What the exercise asks: Omit every picture and write out the rest of the records exactly.

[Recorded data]
★ ★ ★

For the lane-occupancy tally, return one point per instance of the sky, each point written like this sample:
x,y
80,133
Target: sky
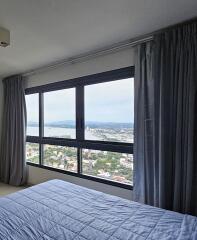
x,y
104,102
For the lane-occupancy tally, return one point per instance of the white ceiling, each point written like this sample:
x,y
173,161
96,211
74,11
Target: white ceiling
x,y
45,31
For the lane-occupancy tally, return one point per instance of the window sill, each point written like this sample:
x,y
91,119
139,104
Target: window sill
x,y
92,178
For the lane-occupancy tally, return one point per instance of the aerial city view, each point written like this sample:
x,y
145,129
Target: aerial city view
x,y
109,117
109,165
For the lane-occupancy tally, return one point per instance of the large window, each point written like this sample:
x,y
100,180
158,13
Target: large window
x,y
84,127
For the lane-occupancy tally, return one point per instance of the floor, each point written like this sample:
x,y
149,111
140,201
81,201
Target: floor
x,y
7,189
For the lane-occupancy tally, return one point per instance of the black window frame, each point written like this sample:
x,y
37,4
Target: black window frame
x,y
80,142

★ ★ ★

Written response:
For the lane-occupancy tally, return one point per instance of the sky, each point written like this sample:
x,y
80,133
Target: sky
x,y
104,102
For the lane-occupancy tally, return one point per instance of the white ceiling, each point written like this sample:
x,y
173,161
96,211
74,11
Target: white ceiling
x,y
45,31
For the lane-occupancy tally, return one point per instance of the window sill, each point written like this sample:
x,y
91,119
139,104
Target: window sill
x,y
92,178
For the lane-occupancy tally, return one point per instance of the aerial city view, each point written like this sample:
x,y
145,129
Target: aerial city view
x,y
109,117
109,165
For the lane-occupancy tally, return one point per instance of the large window, each point written like this sample:
x,y
100,180
158,13
Target: large window
x,y
84,127
For the lane-occupancy tally, return one point per instance of the floor, each point written like this sample:
x,y
149,111
140,201
81,201
Target: floor
x,y
7,189
For the lane-occupancy tally, return one point per instance of the black window frame, each point written like this sample:
x,y
37,4
Target: black window frame
x,y
80,142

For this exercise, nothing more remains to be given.